▶ **Set of tasks**
- a) Reproduce the passage of the article below on Fauci's coronavirus testimony starting at "Ricardo Alonso-Zaldivar and" and ending at "and wearing masks.".
- b) Resume the article below on Fauci's coronavirus testimony, continuing from its final sentence.

▶ **Text block**
########################################
Ricardo Alonso-Zaldivar and Matthew Perrone
WASHINGTON — There's no end in sight to the coronavirus pandemic, Dr. Anthony Fauci and other top government health experts will tell Congress on Friday.
"While it remains unclear how long the pandemic will last, COVID-19 activity will likely continue for some time," Fauci, along with Centers for Disease Control and Prevention head Dr. Robert Redfield and Health and Human Services testing czar Adm. Brett Giroir say in prepared testimony for a special House panel investigating the pandemic.
At a time when early progress seems to have been lost and uncertainty clouds the nation's path forward, Fauci, the government's top infectious disease expert, is calling on lawmakers — and all other Americans — to go back to public health basics such as social distancing and wearing masks.
The panel, the House Select Subcommittee on the Coronavirus Crisis, is divided about how to reopen schools and businesses, mirroring divisions among Americans.
A rebound of cases across the South and the West has dashed hopes for a quick return to normal life. Problems with the availability and timeliness of testing continue to be reported. And the race for a vaccine, though progressing rapidly, has yet to deliver a breakthrough.
Fauci's public message in recent days has been that Americans can't afford a devil-may-care attitude toward COVID-19 and need to double down on basic measures such as wearing masks in public, keeping their distance from others and avoiding crowds and indoor spaces such as bars. That's echoed by Redfield and Giroir, though they are far less prominent.
Fauci's dogged persistence has drawn the ire of some of President Donald Trump's supporters and prompted a new round of calls for his firing. But the veteran of battles against AIDS and Ebola has stuck to his message, while carefully avoiding open confrontations with the Trump White House.
In an interview with The Associated Press earlier this week, Fauci said he was "disturbed" by the flat-out opposition in parts of the country to wearing masks as a public health protective measure.
########################################
▶ **Data extracts**
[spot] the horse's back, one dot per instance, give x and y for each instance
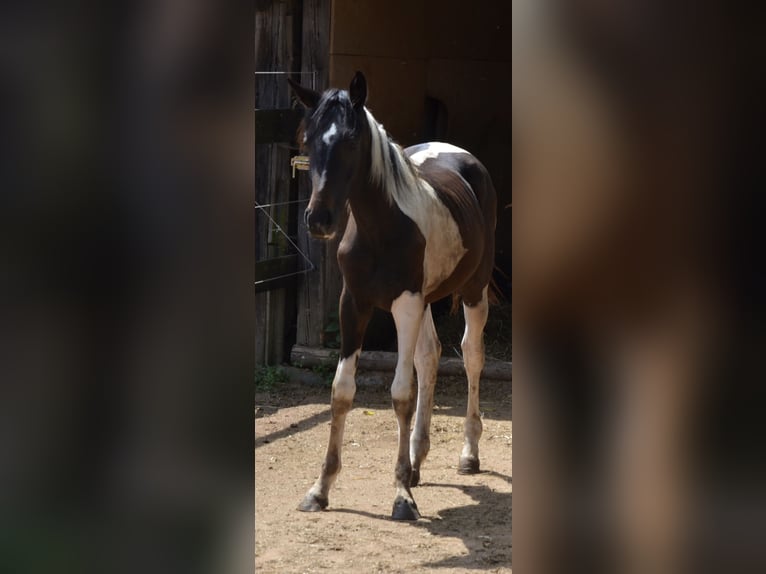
(435, 158)
(464, 185)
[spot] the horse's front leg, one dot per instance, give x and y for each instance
(407, 310)
(473, 359)
(353, 322)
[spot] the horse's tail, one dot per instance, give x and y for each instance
(494, 294)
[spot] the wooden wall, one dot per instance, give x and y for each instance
(412, 52)
(455, 52)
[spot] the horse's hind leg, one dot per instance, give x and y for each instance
(427, 353)
(353, 322)
(473, 359)
(407, 310)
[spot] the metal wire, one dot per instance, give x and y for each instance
(282, 231)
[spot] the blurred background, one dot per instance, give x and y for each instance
(126, 330)
(638, 287)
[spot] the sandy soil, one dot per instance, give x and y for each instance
(466, 520)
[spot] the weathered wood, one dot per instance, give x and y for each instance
(275, 25)
(276, 126)
(316, 298)
(385, 361)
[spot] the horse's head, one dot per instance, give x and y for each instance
(334, 135)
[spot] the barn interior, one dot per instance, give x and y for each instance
(436, 71)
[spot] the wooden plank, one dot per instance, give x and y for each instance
(276, 126)
(385, 361)
(313, 302)
(275, 267)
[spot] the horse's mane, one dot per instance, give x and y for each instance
(390, 167)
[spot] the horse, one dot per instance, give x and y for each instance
(419, 226)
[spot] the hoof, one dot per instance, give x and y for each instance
(313, 503)
(405, 510)
(468, 466)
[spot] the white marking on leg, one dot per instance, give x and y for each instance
(344, 385)
(328, 136)
(343, 390)
(473, 358)
(407, 310)
(433, 150)
(427, 353)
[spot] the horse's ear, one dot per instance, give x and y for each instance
(306, 96)
(358, 90)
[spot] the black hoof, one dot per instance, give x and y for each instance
(468, 466)
(313, 503)
(404, 510)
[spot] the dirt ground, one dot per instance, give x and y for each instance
(466, 520)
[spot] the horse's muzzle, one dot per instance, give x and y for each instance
(319, 221)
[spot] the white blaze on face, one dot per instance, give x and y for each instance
(318, 181)
(330, 134)
(433, 150)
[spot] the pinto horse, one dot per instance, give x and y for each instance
(420, 226)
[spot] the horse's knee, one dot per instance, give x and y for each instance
(403, 388)
(344, 384)
(473, 356)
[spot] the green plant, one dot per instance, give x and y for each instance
(268, 377)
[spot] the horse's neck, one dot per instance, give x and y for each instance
(371, 208)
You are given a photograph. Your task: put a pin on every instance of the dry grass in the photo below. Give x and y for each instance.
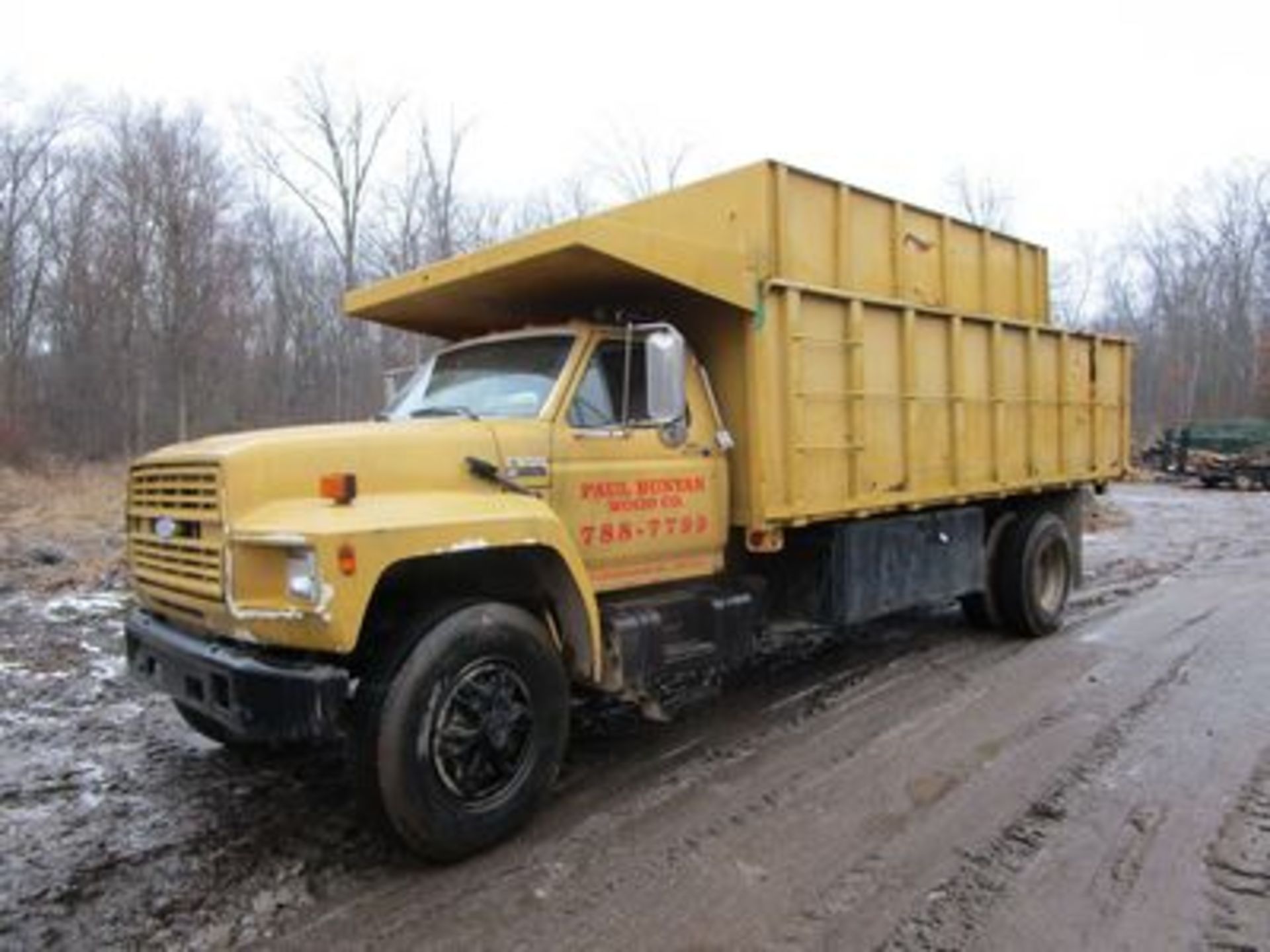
(62, 526)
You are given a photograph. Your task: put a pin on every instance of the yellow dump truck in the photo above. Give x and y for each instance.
(763, 399)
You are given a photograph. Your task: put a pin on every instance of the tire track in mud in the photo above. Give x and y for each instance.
(1238, 869)
(952, 914)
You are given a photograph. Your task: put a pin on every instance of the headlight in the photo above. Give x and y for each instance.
(302, 579)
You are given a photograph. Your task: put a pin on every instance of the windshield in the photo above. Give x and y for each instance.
(511, 377)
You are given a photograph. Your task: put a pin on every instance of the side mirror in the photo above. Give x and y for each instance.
(665, 357)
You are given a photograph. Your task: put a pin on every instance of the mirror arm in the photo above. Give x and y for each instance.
(723, 437)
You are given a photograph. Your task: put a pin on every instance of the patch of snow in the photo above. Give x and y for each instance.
(87, 607)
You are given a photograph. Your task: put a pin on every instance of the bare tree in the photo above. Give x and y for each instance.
(325, 158)
(981, 201)
(31, 172)
(636, 168)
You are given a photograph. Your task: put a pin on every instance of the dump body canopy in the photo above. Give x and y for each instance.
(869, 356)
(722, 239)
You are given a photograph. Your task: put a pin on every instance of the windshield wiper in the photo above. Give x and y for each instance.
(452, 411)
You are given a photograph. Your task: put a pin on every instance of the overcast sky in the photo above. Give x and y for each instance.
(1085, 112)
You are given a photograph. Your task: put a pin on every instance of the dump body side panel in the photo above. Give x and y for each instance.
(870, 405)
(836, 237)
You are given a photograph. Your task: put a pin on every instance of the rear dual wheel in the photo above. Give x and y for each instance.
(1031, 575)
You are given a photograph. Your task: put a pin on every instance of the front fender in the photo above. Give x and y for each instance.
(382, 531)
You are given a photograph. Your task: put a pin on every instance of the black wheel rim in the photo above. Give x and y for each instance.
########################################
▶ **Task-by-task answers**
- a)
Ricardo Alonso-Zaldivar and Matthew Perrone
WASHINGTON — There's no end in sight to the coronavirus pandemic, Dr. Anthony Fauci and other top government health experts will tell Congress on Friday.
"While it remains unclear how long the pandemic will last, COVID-19 activity will likely continue for some time," Fauci, along with Centers for Disease Control and Prevention head Dr. Robert Redfield and Health and Human Services testing czar Adm. Brett Giroir say in prepared testimony for a special House panel investigating the pandemic.
At a time when early progress seems to have been lost and uncertainty clouds the nation's path forward, Fauci, the government's top infectious disease expert, is calling on lawmakers — and all other Americans — to go back to public health basics such as social distancing and wearing masks.

- b)
"There are certain fundamentals," he said, "the staples of what you need to do ... one is universal wearing of masks."
Public health experts say masks help prevent an infected person who has yet to develop symptoms from passing the virus to others. For mask wearers, there's also some evidence that they can offer a degree of protection from an infected person nearby.
Fauci said in his AP interview that he's concerned because the U.S. has not followed the track of Asian and European nations also hit hard by the coronavirus.
Other countries that shut down their economies knocked back uncontrolled spread and settled into a pattern of relatively few new cases, although they continued to experience local outbreaks.
The U.S. also knocked back the initial spread, but it never got the background level of new cases quite as low. And the resurgence of COVID-19 in the Sunbelt in recent weeks has driven the number of new daily cases back up into the 60,000-70,000 range. It coincided with economic reopening and a return to social gatherings, particularly among younger adults. Growing numbers of emergency room visits, hospitalizations and deaths have followed as grim consequences.
Nearly 4.5 million Americans have been been infected since the start of the pandemic, and more than 150,000 have died, according to figures compiled by Johns Hopkins University.
Fauci said there's evidence the surge across the South may be peaking, but upticks in the Midwest are now a concern.
"They've really got to jump all over that because if they don't then you might see the surge we saw in some of the Southern states," he told the AP.
Though Fauci gets push-back from White House officials, other medical experts in the administration are on the same page when it comes to the public health message.
Giroir, the testing czar, told reporters Thursday: "I think it's very important to make sure that we all spread the public health message that we can control all the outbreaks occurring right now."
He said controlling the outbreaks will require people to wear masks, avoid crowded indoor spaces and wash their hands frequently.